Study material

....................

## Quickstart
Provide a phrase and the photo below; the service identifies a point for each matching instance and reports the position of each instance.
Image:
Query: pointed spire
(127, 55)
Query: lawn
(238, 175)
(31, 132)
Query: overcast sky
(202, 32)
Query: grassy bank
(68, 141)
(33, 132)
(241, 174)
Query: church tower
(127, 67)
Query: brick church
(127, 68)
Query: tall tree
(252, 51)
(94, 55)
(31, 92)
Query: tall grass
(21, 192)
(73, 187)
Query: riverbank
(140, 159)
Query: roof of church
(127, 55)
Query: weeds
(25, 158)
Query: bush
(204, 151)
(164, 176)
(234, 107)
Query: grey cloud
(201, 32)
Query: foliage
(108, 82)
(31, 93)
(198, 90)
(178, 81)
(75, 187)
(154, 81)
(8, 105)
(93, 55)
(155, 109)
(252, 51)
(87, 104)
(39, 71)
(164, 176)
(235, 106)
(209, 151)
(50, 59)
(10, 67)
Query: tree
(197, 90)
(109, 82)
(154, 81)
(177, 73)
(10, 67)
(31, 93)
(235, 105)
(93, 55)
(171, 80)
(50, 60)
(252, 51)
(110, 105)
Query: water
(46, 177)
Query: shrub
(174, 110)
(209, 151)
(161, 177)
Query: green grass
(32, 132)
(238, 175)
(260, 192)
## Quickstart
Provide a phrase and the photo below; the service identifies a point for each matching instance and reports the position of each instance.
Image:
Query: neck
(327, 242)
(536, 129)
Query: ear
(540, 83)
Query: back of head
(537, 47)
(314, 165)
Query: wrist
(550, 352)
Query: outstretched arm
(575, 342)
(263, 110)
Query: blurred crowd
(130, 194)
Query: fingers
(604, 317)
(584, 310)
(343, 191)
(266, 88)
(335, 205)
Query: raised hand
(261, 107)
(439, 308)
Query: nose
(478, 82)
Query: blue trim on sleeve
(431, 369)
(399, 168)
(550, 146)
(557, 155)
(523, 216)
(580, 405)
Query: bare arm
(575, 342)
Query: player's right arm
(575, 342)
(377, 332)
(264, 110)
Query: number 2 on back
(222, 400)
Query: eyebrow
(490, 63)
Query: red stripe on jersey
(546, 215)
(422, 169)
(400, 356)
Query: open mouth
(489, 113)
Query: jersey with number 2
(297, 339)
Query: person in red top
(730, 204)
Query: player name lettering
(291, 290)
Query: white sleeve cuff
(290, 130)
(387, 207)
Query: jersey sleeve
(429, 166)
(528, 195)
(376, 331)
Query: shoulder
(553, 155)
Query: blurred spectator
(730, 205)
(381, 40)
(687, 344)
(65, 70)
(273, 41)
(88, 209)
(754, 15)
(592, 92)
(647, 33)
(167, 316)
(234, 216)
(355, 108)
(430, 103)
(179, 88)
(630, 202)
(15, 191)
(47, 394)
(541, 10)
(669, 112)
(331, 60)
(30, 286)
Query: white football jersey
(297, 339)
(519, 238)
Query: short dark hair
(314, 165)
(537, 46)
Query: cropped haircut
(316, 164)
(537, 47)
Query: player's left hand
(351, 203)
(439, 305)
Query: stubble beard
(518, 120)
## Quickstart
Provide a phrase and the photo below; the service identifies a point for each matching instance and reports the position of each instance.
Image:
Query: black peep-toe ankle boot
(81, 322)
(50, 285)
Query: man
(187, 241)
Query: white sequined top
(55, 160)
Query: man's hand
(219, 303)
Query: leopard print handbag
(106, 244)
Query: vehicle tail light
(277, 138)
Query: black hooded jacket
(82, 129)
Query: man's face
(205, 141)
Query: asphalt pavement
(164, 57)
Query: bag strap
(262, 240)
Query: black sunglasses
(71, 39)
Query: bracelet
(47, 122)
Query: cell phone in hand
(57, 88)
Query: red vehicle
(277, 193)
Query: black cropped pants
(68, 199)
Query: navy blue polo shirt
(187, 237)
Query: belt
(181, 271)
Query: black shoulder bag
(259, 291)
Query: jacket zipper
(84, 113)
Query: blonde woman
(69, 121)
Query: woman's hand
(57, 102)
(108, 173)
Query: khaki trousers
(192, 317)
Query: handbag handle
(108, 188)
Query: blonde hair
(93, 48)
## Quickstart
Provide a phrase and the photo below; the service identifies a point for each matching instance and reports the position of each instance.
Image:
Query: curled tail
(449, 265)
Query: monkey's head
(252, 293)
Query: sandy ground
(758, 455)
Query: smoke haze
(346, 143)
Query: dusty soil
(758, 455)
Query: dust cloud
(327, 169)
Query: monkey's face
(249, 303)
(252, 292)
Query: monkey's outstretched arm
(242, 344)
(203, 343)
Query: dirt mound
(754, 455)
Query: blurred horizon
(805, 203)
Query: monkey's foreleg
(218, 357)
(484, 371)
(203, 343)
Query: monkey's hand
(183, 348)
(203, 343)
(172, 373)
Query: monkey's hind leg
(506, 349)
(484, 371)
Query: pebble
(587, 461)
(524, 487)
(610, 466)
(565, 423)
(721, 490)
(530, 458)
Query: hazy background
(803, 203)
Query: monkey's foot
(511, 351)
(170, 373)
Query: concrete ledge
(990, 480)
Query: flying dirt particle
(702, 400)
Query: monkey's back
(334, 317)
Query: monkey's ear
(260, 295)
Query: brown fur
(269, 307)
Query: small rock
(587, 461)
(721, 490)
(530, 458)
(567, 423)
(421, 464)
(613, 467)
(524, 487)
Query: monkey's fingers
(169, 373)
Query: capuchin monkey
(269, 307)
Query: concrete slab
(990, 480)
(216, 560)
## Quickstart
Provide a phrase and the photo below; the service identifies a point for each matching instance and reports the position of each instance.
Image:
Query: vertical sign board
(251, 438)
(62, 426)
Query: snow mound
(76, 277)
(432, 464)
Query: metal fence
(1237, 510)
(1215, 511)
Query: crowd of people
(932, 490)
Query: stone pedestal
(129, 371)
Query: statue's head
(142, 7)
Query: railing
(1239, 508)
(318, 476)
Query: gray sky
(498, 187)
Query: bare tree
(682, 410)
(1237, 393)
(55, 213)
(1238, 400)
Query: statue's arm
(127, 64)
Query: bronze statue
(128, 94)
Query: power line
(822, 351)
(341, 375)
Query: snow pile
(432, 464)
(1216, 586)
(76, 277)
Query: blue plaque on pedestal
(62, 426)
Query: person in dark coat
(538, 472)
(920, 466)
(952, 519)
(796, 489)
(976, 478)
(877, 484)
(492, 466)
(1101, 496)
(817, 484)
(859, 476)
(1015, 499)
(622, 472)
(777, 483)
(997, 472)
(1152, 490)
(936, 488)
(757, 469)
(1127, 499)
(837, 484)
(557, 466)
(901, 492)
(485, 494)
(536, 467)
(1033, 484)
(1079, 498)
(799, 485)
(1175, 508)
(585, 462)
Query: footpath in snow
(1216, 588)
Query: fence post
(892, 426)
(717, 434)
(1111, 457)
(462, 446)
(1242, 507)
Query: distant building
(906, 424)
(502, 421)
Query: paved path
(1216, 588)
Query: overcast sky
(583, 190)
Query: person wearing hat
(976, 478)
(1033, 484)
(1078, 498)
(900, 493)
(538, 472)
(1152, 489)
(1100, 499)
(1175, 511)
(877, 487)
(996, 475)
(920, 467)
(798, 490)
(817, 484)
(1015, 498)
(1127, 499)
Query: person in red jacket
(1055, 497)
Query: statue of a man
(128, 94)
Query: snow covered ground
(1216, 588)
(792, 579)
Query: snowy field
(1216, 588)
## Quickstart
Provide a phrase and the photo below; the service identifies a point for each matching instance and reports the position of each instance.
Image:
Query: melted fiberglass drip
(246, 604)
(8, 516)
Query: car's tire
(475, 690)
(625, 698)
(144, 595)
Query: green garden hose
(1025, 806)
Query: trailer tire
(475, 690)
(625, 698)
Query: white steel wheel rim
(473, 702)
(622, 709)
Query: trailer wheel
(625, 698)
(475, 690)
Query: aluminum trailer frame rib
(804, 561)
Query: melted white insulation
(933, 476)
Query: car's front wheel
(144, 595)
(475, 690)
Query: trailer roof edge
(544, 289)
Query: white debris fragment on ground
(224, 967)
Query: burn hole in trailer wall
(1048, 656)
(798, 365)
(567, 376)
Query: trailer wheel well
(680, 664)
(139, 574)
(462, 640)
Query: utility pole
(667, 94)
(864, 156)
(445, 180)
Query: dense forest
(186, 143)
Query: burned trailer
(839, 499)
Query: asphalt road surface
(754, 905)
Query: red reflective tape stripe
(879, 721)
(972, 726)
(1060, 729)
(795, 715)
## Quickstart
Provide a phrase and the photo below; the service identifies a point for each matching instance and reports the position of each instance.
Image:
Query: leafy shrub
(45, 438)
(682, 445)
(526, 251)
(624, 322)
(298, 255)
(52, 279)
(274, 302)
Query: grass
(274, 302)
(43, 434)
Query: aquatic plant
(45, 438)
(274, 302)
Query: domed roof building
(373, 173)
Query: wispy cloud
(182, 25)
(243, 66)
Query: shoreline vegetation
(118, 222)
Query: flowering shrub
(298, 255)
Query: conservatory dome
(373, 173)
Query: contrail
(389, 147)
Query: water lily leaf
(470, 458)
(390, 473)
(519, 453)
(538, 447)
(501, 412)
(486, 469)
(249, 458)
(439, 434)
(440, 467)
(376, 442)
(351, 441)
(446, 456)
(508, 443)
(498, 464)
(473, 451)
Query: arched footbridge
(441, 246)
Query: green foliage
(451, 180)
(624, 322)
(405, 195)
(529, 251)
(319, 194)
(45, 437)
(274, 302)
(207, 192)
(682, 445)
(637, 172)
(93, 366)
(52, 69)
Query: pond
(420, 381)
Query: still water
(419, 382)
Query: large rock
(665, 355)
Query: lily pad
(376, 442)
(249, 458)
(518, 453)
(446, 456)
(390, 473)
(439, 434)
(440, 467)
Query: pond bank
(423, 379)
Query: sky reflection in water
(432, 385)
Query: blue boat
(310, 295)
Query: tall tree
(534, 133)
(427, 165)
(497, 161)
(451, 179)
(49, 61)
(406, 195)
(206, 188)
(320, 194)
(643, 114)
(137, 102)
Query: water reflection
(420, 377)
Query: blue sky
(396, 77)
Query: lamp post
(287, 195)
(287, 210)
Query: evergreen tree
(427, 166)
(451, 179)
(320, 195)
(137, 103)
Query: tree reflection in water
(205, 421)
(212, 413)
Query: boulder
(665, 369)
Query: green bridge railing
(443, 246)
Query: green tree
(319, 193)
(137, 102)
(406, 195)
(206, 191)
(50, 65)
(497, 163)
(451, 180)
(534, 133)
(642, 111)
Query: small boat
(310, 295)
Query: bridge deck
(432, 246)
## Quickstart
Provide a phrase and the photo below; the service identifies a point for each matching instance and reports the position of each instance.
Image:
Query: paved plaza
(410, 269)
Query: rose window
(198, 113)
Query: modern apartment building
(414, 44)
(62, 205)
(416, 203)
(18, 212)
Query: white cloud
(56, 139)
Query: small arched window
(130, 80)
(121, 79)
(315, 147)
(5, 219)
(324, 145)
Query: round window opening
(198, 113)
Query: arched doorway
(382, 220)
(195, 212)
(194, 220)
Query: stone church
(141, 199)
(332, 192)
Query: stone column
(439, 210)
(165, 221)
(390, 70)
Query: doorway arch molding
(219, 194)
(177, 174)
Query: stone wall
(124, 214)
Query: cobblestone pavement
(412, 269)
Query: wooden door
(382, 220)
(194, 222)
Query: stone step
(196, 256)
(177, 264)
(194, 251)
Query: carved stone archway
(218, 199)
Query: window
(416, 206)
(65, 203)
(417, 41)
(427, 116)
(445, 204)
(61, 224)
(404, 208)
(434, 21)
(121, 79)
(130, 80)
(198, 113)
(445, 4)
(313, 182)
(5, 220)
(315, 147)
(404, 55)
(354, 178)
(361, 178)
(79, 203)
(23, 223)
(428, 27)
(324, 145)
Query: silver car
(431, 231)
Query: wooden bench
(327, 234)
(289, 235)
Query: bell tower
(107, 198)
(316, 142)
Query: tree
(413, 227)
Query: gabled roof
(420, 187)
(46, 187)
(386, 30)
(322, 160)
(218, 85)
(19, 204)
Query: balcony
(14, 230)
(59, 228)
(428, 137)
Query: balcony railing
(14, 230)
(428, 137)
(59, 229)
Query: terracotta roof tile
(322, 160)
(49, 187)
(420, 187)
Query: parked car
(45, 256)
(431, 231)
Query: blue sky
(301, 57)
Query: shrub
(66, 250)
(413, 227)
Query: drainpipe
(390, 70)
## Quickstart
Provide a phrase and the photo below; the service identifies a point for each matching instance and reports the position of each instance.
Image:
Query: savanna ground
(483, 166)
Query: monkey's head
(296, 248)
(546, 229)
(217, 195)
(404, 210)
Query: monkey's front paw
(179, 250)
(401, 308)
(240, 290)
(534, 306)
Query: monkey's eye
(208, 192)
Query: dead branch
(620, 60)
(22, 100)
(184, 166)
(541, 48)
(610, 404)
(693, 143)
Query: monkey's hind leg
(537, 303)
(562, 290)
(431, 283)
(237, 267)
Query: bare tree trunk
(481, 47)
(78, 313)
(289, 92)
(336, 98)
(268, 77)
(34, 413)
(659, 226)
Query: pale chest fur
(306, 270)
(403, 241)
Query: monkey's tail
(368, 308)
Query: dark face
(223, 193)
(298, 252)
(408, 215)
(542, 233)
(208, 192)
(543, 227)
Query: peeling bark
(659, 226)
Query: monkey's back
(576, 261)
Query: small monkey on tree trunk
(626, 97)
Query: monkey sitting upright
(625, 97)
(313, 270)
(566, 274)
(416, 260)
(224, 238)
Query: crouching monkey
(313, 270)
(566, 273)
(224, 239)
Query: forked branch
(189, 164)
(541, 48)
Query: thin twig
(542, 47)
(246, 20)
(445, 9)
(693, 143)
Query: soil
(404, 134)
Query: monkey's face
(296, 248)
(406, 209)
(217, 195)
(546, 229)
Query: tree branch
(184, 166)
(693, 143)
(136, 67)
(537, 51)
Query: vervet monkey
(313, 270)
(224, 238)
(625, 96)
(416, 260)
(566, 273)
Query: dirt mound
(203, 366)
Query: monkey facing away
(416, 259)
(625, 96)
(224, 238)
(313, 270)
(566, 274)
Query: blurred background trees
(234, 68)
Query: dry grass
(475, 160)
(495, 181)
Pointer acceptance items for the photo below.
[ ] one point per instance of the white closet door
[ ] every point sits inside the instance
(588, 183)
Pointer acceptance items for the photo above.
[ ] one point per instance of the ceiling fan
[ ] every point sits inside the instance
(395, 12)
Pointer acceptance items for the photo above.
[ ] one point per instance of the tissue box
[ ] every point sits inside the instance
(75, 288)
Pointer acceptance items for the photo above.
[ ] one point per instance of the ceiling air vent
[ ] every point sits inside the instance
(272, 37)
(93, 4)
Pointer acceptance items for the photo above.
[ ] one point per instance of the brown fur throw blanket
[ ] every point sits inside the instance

....................

How to complete this task
The word "ceiling" appears in some lines of the data. Copy every one of those lines.

Response below
[ ] one point per instance of the ceiling fan
[ ] one point per instance of the ceiling air vent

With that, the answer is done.